[Detection annotation records]

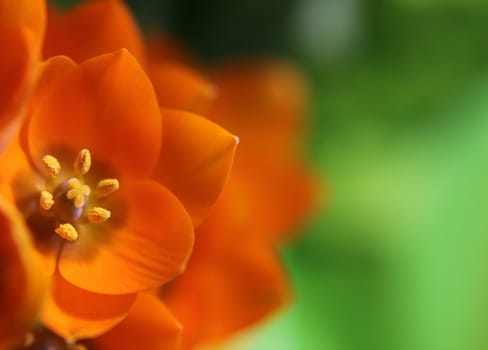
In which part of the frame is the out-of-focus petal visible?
[0,0,46,53]
[164,207,290,349]
[209,61,308,146]
[59,181,193,294]
[0,199,47,349]
[44,0,144,63]
[155,110,237,226]
[0,26,37,150]
[27,50,161,177]
[42,272,136,340]
[0,135,56,275]
[0,0,46,151]
[89,293,182,350]
[209,61,317,238]
[149,62,216,114]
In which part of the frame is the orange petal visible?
[42,272,136,340]
[0,200,47,349]
[59,181,193,294]
[27,50,161,177]
[0,0,46,53]
[155,110,237,226]
[209,61,308,144]
[164,217,289,349]
[35,56,76,100]
[0,0,46,151]
[149,63,216,114]
[89,293,182,350]
[44,0,145,63]
[0,135,56,275]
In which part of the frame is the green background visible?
[53,0,488,350]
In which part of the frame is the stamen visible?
[54,224,79,241]
[42,154,61,177]
[66,178,90,208]
[88,207,112,224]
[97,179,119,197]
[39,191,54,210]
[23,332,36,348]
[73,149,91,175]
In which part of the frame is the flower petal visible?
[0,199,47,349]
[42,272,136,340]
[163,208,290,349]
[89,293,182,350]
[59,181,193,294]
[154,110,237,226]
[0,135,56,275]
[0,0,46,53]
[44,0,145,63]
[0,25,37,151]
[27,50,161,177]
[149,62,216,113]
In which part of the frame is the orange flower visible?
[40,0,314,348]
[0,0,46,151]
[44,0,236,225]
[208,61,316,238]
[161,191,290,349]
[0,201,47,349]
[18,293,182,350]
[0,50,235,339]
[162,62,314,349]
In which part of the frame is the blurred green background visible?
[55,0,488,350]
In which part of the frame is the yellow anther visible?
[42,154,61,177]
[68,344,86,350]
[54,224,79,241]
[23,332,36,348]
[97,179,119,197]
[39,191,54,210]
[66,178,90,208]
[73,149,91,175]
[88,207,112,224]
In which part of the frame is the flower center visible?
[39,149,119,241]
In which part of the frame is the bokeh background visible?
[53,0,488,350]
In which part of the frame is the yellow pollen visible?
[73,149,91,175]
[88,207,112,224]
[39,191,54,210]
[97,179,119,197]
[54,224,79,241]
[42,154,61,177]
[66,178,90,208]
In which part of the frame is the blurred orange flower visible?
[0,0,46,151]
[36,0,315,348]
[0,50,236,339]
[43,0,236,225]
[0,201,47,349]
[163,62,315,349]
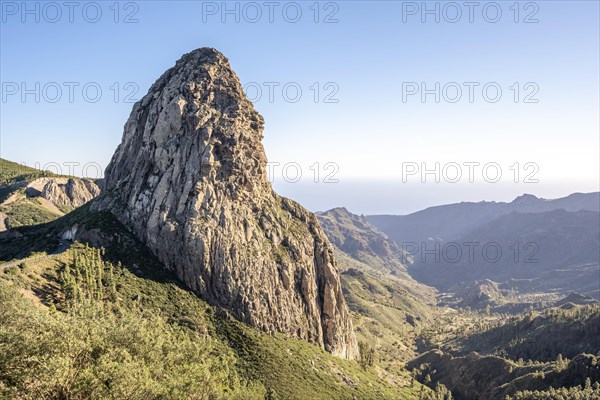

Directive: Pick out every line of the material above that contains the string "yellow" and copy each one. Letter case matters.

Answer to this problem:
In which part of the frame is the yellow anther visible?
In which part of the frame is the yellow pollen visible?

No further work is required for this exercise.